• **INSTRUCTION 1**:
Reproduce verbatim the passage of the text on the spambase example below, between "The programs must" and "is mainly wrong.", inclusive.

+=+=+=+=+=+=+=+=+=+=+=+=+=+=+=+=+=+=+=+=+=+=+=+=+=+=+=+=+=+=+=+=+=+=+=+=+=+=+=+

SPAM e-mail database (spambase):
Machine learning using strongly-typed GP

Copyright (C) 2001-2007
by Christian Gagne <cgagne@gmail.com>
and Marc Parizeau <parizeau@gel.ulaval.ca>

+=+=+=+=+=+=+=+=+=+=+=+=+=+=+=+=+=+=+=+=+=+=+=+=+=+=+=+=+=+=+=+=+=+=+=+=+=+=+=+


Getting started
===============

  Example is compiled in binary 'spambase'. Usage options is described by
  executing it with command-line argument '-OBusage'. The detailed help can
  also be obtained with argument '-OBhelp'.

Objective
=========

  Find a program the will successfully predict whether a given e-mail is spam
  or not from some extracted features.

Comments
========

  The evolved programs works on floating-point values AND Booleans values.
  The programs must return a Boolean value which must be true if e-mail is
  spam, and false otherwise.

  Don't expect too much from this program as it is quite basic and not oriented
  toward performance. It is given to illustrate the use of strongly-typed GP
  with Open BEAGLE. From a machine learning perspective, it is mainly wrong.

Terminal set
============

 IN0, IN1, ...  up to IN56, the e-mail features.      [Double]
 0 and 1, two Boolean constants.                      [Bool]
 Ephemeral constants randomly generated in $[0,100]$  [Double]

Function set
============

 AND               [Inputs: Bool,   Output: Bool]
 OR                [Input:  Bool,   Output: Bool]
 NOT               [Inputs: Bool,   Output: Bool]
 +                 [Inputs: Double, Output: Double]
 -                 [Inputs: Double, Output: Double]
 *                 [Inputs: Double, Output: Double]
 /                 [Inputs: Double, Output: Double]
 <                 [Inputs: Double, Output: Bool]
 ==                [Inputs: Double, Output: Bool]
 if-then-else      [1st Input: Bool, 2nd & 3rd Input: Double, Output: Double]

Fitness cases
=============

  A random sample of 400 e-mails over the database, re-chosen for
  each fitness evaluation.

[Contour labeling items]
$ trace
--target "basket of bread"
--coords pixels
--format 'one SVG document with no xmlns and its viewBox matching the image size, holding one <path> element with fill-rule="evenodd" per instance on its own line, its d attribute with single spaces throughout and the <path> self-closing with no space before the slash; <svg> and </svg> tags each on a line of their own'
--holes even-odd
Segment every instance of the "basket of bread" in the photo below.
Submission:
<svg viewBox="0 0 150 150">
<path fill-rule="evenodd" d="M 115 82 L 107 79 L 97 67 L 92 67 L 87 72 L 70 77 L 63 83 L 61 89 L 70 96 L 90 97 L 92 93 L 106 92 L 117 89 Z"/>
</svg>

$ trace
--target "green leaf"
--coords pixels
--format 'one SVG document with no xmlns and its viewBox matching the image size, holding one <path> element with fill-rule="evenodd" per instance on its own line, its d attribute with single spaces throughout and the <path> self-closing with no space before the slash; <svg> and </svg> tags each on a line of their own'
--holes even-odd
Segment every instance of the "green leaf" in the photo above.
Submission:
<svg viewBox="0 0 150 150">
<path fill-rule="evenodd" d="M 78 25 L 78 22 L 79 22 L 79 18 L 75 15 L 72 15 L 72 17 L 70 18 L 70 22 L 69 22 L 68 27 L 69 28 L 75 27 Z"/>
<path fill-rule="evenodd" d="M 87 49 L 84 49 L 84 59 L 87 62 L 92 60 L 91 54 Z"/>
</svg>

• **INSTRUCTION 2**:
Return each line of the rows above that contains the string "target".

• **EXPECTED ANSWER 1**:
The programs must return a Boolean value which must be true if e-mail is
  spam, and false otherwise.

  Don't expect too much from this program as it is quite basic and not oriented
  toward performance. It is given to illustrate the use of strongly-typed GP
  with Open BEAGLE. From a machine learning perspective, it is mainly wrong.

• **EXPECTED ANSWER 2**:
--target "basket of bread"
--target "green leaf"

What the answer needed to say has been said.